WHAT TO WORK ON:
Repeat the data exactly as given below, dropping every picture.

INFORMATION:
┏━━
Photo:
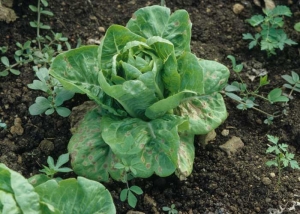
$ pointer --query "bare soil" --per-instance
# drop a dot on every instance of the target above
(239, 183)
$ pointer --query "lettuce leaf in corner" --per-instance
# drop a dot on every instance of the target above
(81, 196)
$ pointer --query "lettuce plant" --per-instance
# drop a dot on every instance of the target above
(82, 196)
(154, 96)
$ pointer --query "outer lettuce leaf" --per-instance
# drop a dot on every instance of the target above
(78, 70)
(157, 21)
(133, 95)
(16, 194)
(204, 113)
(186, 155)
(161, 107)
(91, 157)
(81, 196)
(191, 73)
(154, 143)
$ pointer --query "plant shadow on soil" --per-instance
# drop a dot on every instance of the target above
(219, 183)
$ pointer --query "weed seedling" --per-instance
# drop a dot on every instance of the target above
(3, 125)
(56, 94)
(55, 168)
(170, 210)
(282, 159)
(239, 92)
(293, 82)
(129, 192)
(41, 52)
(272, 35)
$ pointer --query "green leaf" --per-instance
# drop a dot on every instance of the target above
(136, 189)
(5, 61)
(288, 78)
(271, 163)
(63, 111)
(205, 113)
(62, 95)
(116, 38)
(281, 10)
(83, 196)
(33, 8)
(3, 73)
(33, 24)
(294, 164)
(263, 80)
(276, 96)
(295, 77)
(40, 106)
(133, 95)
(50, 162)
(273, 139)
(186, 155)
(237, 68)
(159, 137)
(248, 36)
(90, 155)
(49, 111)
(157, 21)
(191, 73)
(124, 194)
(38, 85)
(62, 159)
(16, 194)
(46, 12)
(297, 26)
(46, 27)
(14, 71)
(132, 200)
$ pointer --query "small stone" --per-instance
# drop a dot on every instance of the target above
(257, 209)
(225, 132)
(101, 29)
(268, 200)
(204, 139)
(17, 127)
(266, 181)
(232, 145)
(46, 146)
(237, 8)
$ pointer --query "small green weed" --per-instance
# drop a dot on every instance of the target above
┗━━
OUTPUT OF THE TASK:
Photo:
$ pointer --query "bare soil" --per-instance
# drop a dot on every instance of the target above
(239, 183)
$ pointer --query "lettuce leaf in corner" --per-instance
# drop a dot on every instance of the target above
(81, 196)
$ pointer --query "lettuce plant" --per-instance
# drop a dot on every instance of the target above
(82, 196)
(154, 96)
$ pointer --query "outer lettuce leaf" --per-instance
# drop a dot on every instance of the target above
(78, 70)
(157, 21)
(133, 95)
(16, 194)
(204, 113)
(186, 155)
(161, 107)
(91, 157)
(81, 196)
(191, 73)
(154, 143)
$ pointer --query "plant shadow on soil" --per-instance
# drop a dot on every instance of the target above
(219, 183)
$ pointer --query "weed seedling" --per-instance
# drop a dot on every instance of the target above
(3, 125)
(56, 94)
(55, 168)
(170, 210)
(282, 159)
(239, 92)
(293, 82)
(129, 192)
(41, 52)
(272, 35)
$ pointer --query "green leaf" --per-instance
# drop a dot on every instance of the target above
(136, 189)
(5, 61)
(288, 78)
(271, 163)
(63, 111)
(205, 113)
(62, 95)
(116, 38)
(281, 10)
(83, 196)
(33, 8)
(3, 73)
(33, 24)
(294, 164)
(263, 80)
(276, 96)
(295, 77)
(40, 106)
(133, 95)
(50, 162)
(273, 139)
(186, 155)
(237, 68)
(159, 137)
(248, 36)
(90, 155)
(49, 111)
(157, 21)
(191, 73)
(124, 194)
(38, 85)
(62, 159)
(16, 194)
(46, 12)
(297, 26)
(46, 27)
(14, 71)
(132, 200)
$ pointer --query "small stone" --per-instance
# drop a dot on every instance of the target above
(257, 209)
(225, 132)
(101, 29)
(268, 200)
(204, 139)
(17, 127)
(266, 181)
(232, 145)
(46, 146)
(237, 8)
$ pointer --query "small green weed" --per-instance
# drop a dot on every instance of the target above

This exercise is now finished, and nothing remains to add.